The request: Write out every entry below verbatim, keeping each line unchanged and in its original order.

-- start Records for the exercise --

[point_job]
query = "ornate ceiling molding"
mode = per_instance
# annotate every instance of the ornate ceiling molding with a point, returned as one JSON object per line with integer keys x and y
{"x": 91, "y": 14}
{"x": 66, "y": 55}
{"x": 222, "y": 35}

-- end Records for the exercise --

Reply:
[point_job]
query = "ornate ceiling molding"
mode = per_instance
# annotate every instance of the ornate ceiling molding with a point, returned as one JSON object per line with integer keys x and y
{"x": 91, "y": 14}
{"x": 66, "y": 55}
{"x": 222, "y": 35}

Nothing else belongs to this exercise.